EXTRACTO DEL DOCUMENTO ->
┌──
LETRAS

Alienados

Alienados

Foto Copyright: lfmopinion.com

El centro ha dejado de ser el hombre y la búsqueda de su felicidad.

Alineación es existir sin ser, existir siendo otros, fuera de nosotros, ajenos a nuestra esencia y razón de ser en el mundo. Simplemente se existe sin cumplir ningún otro propósito superior, es una especie de vida vegetal, en activo pero sin conciencia. El hombre actual vive alienado y la sociedad, que no es otra cosa que relación de hombres, también. Nos preguntamos por qué el mundo está de cabeza, por qué el hambre y la miseria, por qué la soledad y la angustia, por qué las guerras, por qué la cosificación, por qué la injusticia, por qué la sinrazón. Siempre viendo el fenómeno fuera de nosotros, donde existe un observador y lo observado, sin darnos cuenta que todas y cada uno de los fenómenos arriba mencionados son productos del hombre, de nosotros; son nosotros.

El hambre y la sinrazón no tienen vida propia, son creaciones humanas, resultado de nuestras relaciones con el mundo, con la vida y con las ideas. Vivimos alienados porque vivimos fuera de nosotros, el problema siempre está afuera y afuera lo queremos solucionar. Bajo esa óptica, el problema es uno, allá en el exterior, y mi ser es otro, sin que entre ambos exista o pueda llegar a existir contacto alguno. Yo soy un ente aislado que observa un mundo fenoménico desde lejos y sin relación posible con él, como alguien que ve a través del microscopio las células cancerígenas de su próstata y se engaña pensando que el cáncer es en ellas, no en él. Existimos, pero no somos, o existimos negando nuestro ser, buscando ser algo distinto, diferente, alienante.

Ser fuera de nosotros, ser algo que queremos ser, pero sin jamás ver nuestro verdadero ser y serlo. "Por qué está el mundo de cabeza", nos preguntamos, cuando debiéramos cuestionar "por qué he puesto al mundo de cabeza, por qué me niego a aceptar que el que está de cabeza y tiene todo patas para arriba soy yo". Filosofar es preguntarse sobre lo más inmediato. Quien filosofa se pregunta primero qué es y para qué, luego se cuestiona qué es eso que no es él, que no se confunde con él pero que guarda relación con su ser. Finalmente, cómo se relaciona su ser con todo lo que percibe que no es él. En realidad somos parte de todo, pero nos obstinamos en vernos como algo aislado y único.
└──
TAREAS ->
1. Copia del texto sobre la alienación el fragmento que va desde "Ser fuera de" hasta "aislado y único.".
2. Según el texto sobre la alienación, el hambre y la sinrazón son resultado de nuestras relaciones con varias cosas. Enumera todas esas cosas.

LISTADO DE DATOS ->
┌──
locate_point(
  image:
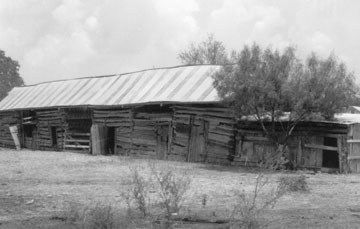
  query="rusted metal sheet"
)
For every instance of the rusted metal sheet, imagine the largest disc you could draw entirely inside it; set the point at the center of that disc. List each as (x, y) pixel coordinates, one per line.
(178, 84)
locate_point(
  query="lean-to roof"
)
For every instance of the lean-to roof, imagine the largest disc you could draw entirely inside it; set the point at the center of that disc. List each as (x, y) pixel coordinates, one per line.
(191, 84)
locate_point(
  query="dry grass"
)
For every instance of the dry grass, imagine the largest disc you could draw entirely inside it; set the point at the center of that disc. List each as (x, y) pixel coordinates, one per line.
(36, 185)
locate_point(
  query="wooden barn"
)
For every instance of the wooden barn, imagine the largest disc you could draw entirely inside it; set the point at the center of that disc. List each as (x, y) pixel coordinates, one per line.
(168, 113)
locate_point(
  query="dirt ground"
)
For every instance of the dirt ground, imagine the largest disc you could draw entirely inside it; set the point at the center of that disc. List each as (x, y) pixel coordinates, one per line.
(36, 185)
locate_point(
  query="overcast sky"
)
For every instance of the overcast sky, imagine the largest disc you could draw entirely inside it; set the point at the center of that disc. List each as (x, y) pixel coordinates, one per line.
(61, 39)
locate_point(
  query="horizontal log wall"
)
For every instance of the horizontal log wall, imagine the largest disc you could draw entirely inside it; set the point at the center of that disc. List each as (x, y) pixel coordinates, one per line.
(305, 148)
(136, 132)
(206, 131)
(8, 119)
(47, 119)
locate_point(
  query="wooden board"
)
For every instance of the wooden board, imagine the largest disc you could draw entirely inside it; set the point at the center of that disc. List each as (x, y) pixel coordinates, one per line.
(354, 154)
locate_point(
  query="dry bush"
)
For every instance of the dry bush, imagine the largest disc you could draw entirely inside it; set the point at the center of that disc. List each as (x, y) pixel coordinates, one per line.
(100, 216)
(172, 188)
(249, 210)
(72, 213)
(138, 194)
(294, 183)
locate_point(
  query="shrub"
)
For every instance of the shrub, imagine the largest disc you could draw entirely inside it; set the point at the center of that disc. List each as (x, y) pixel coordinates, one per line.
(172, 189)
(249, 209)
(101, 216)
(293, 183)
(138, 194)
(72, 213)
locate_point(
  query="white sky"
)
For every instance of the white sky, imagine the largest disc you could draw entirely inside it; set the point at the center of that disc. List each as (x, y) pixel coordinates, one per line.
(59, 39)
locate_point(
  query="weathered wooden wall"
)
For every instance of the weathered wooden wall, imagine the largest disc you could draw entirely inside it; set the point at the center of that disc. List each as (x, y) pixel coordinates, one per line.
(306, 146)
(77, 132)
(202, 134)
(353, 141)
(46, 120)
(137, 132)
(8, 119)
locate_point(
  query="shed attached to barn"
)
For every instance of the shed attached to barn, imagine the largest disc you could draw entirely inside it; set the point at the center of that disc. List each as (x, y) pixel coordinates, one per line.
(168, 113)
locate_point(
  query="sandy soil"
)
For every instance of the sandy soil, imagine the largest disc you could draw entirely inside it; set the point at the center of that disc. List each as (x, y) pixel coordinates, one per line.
(36, 185)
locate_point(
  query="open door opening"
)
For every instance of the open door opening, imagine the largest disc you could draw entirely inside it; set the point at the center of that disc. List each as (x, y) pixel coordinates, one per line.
(110, 141)
(30, 136)
(54, 136)
(330, 157)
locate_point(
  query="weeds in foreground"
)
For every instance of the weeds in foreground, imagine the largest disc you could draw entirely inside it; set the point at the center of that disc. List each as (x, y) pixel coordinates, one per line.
(138, 194)
(100, 216)
(161, 190)
(294, 183)
(249, 209)
(73, 212)
(172, 188)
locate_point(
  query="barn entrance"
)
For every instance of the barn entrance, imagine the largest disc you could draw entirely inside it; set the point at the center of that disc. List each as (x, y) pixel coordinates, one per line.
(110, 140)
(103, 139)
(330, 157)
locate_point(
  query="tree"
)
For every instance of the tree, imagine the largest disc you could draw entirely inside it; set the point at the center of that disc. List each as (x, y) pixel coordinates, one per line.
(209, 51)
(9, 74)
(277, 88)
└──
RESPUESTAS ->
1.
Ser fuera de nosotros, ser algo que queremos ser, pero sin jamás ver nuestro verdadero ser y serlo. "Por qué está el mundo de cabeza", nos preguntamos, cuando debiéramos cuestionar "por qué he puesto al mundo de cabeza, por qué me niego a aceptar que el que está de cabeza y tiene todo patas para arriba soy yo". Filosofar es preguntarse sobre lo más inmediato. Quien filosofa se pregunta primero qué es y para qué, luego se cuestiona qué es eso que no es él, que no se confunde con él pero que guarda relación con su ser. Finalmente, cómo se relaciona su ser con todo lo que percibe que no es él. En realidad somos parte de todo, pero nos obstinamos en vernos como algo aislado y único.

2. El mundo, la vida y las ideas.